| EXERCISE AIM |
All lines from the one containing "Task: pin the white porch railing" through the end of the data below are to be transcribed exactly. Leave out the rest.

Top of LISTED RECORDS

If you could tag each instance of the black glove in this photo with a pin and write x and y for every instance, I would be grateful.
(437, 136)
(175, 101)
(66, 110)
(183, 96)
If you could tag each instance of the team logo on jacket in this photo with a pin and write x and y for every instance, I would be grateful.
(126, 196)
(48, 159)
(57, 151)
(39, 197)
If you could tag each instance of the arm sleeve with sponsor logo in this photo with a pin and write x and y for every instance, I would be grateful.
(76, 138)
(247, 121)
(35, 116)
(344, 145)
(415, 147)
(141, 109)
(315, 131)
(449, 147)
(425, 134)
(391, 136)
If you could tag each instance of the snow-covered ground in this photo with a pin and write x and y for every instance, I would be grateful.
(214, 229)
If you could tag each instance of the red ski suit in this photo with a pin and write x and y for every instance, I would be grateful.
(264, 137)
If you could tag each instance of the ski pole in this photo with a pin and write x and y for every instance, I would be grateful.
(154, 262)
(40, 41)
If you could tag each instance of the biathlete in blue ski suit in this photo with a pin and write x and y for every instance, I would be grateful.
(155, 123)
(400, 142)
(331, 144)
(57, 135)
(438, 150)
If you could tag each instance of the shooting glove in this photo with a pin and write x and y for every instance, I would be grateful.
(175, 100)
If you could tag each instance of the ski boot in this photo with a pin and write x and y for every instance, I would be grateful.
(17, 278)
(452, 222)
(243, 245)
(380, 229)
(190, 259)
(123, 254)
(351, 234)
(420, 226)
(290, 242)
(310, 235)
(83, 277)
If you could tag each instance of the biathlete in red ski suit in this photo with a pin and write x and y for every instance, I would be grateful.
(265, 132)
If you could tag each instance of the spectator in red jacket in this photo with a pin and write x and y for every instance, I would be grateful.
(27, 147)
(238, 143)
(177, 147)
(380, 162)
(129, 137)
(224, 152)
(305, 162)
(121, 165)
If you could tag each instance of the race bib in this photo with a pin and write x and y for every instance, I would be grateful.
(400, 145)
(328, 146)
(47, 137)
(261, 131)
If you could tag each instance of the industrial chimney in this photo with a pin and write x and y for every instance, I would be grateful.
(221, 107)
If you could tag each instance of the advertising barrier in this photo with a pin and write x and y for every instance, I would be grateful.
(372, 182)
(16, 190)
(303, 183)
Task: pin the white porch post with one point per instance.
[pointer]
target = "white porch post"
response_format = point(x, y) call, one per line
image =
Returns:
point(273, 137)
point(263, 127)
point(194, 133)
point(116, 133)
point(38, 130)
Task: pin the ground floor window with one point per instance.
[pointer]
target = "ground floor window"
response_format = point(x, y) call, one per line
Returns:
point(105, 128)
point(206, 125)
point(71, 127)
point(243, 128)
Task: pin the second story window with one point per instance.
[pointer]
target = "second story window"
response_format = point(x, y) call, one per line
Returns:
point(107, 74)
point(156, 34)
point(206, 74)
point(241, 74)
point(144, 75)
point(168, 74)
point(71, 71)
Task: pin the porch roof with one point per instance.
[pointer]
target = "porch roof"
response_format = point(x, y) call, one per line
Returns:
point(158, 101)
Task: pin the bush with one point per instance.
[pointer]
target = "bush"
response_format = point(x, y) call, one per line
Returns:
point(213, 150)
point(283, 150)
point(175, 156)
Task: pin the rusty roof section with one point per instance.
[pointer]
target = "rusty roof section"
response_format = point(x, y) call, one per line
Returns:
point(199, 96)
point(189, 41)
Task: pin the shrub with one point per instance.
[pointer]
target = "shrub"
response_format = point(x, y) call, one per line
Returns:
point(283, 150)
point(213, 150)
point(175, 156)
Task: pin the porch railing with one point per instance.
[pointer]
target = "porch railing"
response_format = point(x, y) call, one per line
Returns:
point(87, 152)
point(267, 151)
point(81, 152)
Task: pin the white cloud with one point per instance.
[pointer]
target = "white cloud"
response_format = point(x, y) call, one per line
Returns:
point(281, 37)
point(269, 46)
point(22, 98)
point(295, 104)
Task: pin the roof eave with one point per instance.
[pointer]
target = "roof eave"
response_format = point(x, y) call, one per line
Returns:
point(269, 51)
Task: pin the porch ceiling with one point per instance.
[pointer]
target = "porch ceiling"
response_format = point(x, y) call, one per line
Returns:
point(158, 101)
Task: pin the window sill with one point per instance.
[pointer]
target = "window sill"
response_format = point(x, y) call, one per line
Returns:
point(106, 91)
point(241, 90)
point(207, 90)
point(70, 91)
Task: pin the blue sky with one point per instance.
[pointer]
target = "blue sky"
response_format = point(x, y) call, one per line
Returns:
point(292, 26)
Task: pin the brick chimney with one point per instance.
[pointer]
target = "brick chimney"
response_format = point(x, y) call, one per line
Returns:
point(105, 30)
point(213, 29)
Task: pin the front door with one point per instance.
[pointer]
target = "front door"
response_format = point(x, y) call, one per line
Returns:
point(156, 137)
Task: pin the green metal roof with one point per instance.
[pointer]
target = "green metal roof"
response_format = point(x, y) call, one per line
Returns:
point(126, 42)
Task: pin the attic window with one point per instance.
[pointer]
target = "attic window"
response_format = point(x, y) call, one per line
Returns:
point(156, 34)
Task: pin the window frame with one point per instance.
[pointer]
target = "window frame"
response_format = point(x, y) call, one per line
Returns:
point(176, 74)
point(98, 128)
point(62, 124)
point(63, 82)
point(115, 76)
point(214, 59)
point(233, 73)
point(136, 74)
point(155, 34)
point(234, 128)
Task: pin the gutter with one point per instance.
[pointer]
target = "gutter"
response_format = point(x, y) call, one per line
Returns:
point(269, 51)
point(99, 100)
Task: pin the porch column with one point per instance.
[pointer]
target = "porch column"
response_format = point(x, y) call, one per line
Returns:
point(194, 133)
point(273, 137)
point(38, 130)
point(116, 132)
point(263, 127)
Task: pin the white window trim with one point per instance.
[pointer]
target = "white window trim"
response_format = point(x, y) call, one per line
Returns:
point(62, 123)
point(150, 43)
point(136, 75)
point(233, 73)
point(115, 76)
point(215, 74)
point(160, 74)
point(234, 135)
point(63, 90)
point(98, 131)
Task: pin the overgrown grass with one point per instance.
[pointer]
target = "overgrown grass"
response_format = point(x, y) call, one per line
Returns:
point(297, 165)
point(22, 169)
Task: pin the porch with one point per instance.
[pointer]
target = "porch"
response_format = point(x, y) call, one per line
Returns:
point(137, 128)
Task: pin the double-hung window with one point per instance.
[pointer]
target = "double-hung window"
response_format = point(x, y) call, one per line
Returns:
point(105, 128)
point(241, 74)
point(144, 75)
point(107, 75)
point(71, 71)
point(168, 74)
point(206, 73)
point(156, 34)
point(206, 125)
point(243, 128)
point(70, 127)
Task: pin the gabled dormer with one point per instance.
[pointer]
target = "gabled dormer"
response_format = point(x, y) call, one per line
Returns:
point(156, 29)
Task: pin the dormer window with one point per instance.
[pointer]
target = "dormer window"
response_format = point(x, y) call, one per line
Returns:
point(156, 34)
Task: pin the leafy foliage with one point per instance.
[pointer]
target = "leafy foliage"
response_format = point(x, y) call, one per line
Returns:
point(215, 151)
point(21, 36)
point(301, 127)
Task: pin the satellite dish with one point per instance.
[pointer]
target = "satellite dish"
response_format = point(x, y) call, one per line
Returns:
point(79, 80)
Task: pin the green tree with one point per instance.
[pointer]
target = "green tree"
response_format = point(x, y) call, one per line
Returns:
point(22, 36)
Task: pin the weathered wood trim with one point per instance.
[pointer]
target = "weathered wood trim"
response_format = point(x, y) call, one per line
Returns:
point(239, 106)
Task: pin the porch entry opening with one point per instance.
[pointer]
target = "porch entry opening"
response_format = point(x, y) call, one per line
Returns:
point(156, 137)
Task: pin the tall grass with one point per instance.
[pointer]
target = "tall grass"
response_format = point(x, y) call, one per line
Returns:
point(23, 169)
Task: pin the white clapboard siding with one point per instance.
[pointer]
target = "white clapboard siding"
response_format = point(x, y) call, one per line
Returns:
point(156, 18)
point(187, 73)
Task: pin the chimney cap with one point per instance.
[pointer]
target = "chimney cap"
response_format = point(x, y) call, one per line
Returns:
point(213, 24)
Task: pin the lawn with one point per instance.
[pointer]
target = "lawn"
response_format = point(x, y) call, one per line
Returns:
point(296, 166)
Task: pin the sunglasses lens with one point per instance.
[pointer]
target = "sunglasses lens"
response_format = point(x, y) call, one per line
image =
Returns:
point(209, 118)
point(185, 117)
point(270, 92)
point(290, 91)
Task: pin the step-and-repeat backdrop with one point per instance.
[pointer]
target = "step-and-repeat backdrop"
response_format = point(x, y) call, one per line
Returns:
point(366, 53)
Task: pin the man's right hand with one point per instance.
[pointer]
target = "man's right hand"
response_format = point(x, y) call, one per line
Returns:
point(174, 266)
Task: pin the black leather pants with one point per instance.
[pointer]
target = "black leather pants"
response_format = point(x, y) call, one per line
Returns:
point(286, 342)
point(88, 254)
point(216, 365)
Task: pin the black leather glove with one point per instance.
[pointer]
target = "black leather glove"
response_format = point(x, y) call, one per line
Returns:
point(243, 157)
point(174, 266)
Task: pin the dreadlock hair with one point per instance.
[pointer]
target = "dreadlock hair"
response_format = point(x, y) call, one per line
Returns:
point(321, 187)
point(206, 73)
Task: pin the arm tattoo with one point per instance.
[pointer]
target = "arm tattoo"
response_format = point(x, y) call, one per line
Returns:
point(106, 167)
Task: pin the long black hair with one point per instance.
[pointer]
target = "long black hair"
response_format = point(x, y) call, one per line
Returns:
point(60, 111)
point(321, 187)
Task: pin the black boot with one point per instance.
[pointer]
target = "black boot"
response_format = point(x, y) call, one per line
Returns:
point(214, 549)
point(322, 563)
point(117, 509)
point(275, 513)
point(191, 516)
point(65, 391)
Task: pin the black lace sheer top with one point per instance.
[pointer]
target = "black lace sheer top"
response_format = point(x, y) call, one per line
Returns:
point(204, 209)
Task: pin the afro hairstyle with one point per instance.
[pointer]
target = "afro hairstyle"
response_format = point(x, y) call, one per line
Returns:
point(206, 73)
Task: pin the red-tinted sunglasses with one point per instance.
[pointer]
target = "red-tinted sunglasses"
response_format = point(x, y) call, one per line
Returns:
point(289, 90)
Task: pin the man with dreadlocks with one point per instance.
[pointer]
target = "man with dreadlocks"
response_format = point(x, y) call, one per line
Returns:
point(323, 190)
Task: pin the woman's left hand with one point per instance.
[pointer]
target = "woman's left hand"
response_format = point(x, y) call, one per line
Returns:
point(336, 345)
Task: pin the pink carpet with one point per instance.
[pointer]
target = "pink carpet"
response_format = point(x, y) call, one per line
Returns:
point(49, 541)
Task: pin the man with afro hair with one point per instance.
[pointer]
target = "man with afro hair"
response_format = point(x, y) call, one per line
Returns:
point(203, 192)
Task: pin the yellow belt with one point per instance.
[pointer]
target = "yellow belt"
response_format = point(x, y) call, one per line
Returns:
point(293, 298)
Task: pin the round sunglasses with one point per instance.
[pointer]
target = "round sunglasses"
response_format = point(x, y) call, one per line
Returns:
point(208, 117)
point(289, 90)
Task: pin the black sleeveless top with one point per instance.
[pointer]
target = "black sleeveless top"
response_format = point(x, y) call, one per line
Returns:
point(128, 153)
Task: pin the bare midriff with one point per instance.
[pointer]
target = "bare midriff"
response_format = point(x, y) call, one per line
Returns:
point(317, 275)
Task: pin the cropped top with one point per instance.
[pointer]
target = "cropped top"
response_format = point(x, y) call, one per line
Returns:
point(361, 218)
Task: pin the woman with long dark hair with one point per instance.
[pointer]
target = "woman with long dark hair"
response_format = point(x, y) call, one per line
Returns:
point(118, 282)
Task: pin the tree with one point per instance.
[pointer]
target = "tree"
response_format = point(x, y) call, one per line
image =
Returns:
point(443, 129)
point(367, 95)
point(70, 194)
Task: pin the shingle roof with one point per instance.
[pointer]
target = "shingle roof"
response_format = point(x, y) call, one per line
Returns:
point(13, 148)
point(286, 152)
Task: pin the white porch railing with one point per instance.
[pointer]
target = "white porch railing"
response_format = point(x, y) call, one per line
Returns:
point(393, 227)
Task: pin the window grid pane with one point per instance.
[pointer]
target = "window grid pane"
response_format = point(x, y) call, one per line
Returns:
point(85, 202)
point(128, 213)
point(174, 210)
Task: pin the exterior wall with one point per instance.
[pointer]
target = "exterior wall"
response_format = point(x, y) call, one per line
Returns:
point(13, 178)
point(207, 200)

Bottom of LISTED RECORDS

| ANSWER AREA |
Task: pin the white porch railing with one point per instance.
[pointer]
target = "white porch railing"
response_format = point(x, y) call, one per line
Returns:
point(393, 227)
Task: pin the window grid pane with one point per instance.
[pointer]
target = "window grid pane"
response_format = point(x, y) call, one per line
Returns:
point(85, 202)
point(128, 213)
point(174, 210)
Task: pin the exterior wall with one point per instance.
[pointer]
target = "exterior wall"
response_format = point(x, y) call, one per line
Returns:
point(13, 178)
point(207, 200)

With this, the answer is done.